Exercise: Your job is to return every line of the listing holding the string "reflective".

########################################

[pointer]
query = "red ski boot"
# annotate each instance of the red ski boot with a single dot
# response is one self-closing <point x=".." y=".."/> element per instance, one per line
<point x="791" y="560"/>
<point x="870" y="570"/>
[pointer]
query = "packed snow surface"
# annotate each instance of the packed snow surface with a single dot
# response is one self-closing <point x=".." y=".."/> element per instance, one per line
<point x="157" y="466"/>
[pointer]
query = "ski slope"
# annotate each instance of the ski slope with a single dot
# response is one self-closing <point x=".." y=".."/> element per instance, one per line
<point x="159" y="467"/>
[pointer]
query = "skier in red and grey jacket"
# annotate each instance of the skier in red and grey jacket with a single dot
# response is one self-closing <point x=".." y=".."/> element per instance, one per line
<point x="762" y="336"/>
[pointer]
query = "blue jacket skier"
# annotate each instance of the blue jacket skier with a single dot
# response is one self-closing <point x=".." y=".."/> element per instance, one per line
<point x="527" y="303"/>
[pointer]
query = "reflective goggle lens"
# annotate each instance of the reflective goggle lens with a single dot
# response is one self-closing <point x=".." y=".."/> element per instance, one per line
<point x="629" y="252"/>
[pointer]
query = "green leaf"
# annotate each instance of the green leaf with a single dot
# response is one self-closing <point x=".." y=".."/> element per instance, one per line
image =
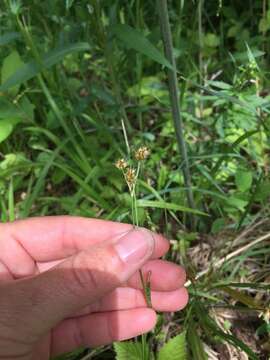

########################################

Written response:
query = "reflective goggle lens"
# annotate each instance of the reflective goggle lens with a single dot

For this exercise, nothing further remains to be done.